SUPPLIED TEXT:
---

Hi Andy, too :-) Numerical quantum atom optics is obviously a small world.

@andyferris
Copy link
Member

andyferris commented Mar 24, 2020

Yes, we shouldn't have the behaviour of container properties like size depend on the eltype; these must be orthogonal concerns.

As @mbauman alluded to, one of the early implementations of this had a Conj, which was precisely to make identity, adjoint, transpose and conj into a lazily evaluated group of structure ℤ₂×ℤ₂. I think its going to be easiest to reason about if the lazy/eager structure followed that group structure - while making transpose(x)' an eager conj(x) might fix the size issue it doesn't really make that much sense to me. (Though it might be a worthwhile bugfix for now).

Bringing back Conj would be a good option in my opinion. Note that care needs to be taken to nest the lazy wrappers in the correct order and so-on, which is challenging when they end up either inside or outside other data structures, and with more different wrapper types it seemed to make dispatch a little complicated. It also needs plumbing into all the specializations in LinAlg, BLAS, the sparse library, etc - it was basically a bunch of work which I didn't quite complete (it was taking months and everything was shifting underneath); meanwhile through superhuman effort Matt got us over the line for v1 with the current implementation.

---

GIVEN MATERIAL:
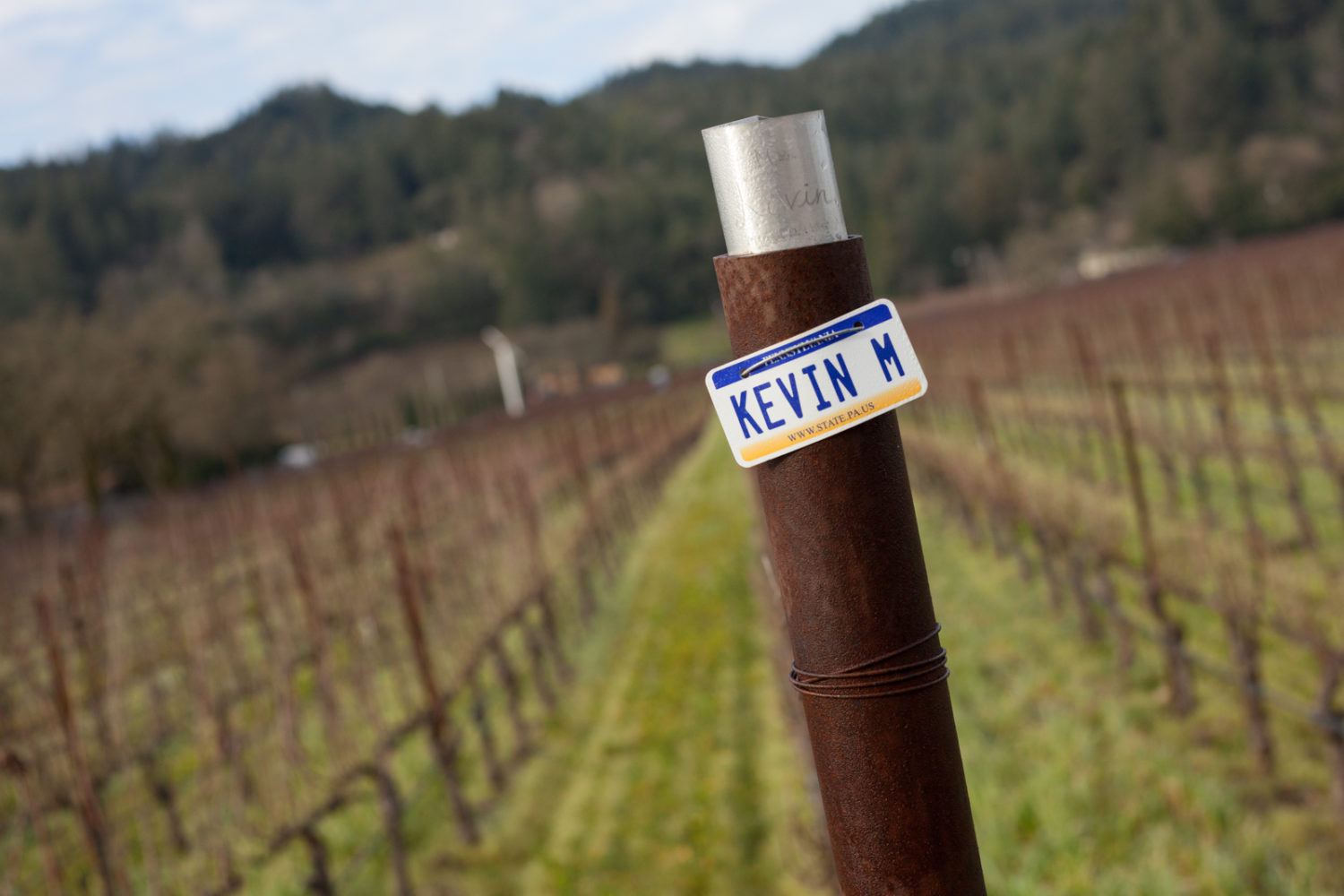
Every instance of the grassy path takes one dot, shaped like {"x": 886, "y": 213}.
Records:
{"x": 671, "y": 771}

---

TO-DO LIST:
1 – In the wrapper discussion, what structure was the early implementation with a Conj meant to give identity, adjoint, transpose and conj?
2 – Reproduce the wrapper discussion verbatim, starting at "andyferris commented Mar" and continuing down to "bugfix for now).".
The material comes from a source separate from the wrapper discussion.

ANSWERS TO EACH TASK:
1 – A lazily evaluated group of structure ℤ₂×ℤ₂.

2 –
andyferris commented Mar 24, 2020

Yes, we shouldn't have the behaviour of container properties like size depend on the eltype; these must be orthogonal concerns.

As @mbauman alluded to, one of the early implementations of this had a Conj, which was precisely to make identity, adjoint, transpose and conj into a lazily evaluated group of structure ℤ₂×ℤ₂. I think its going to be easiest to reason about if the lazy/eager structure followed that group structure - while making transpose(x)' an eager conj(x) might fix the size issue it doesn't really make that much sense to me. (Though it might be a worthwhile bugfix for now).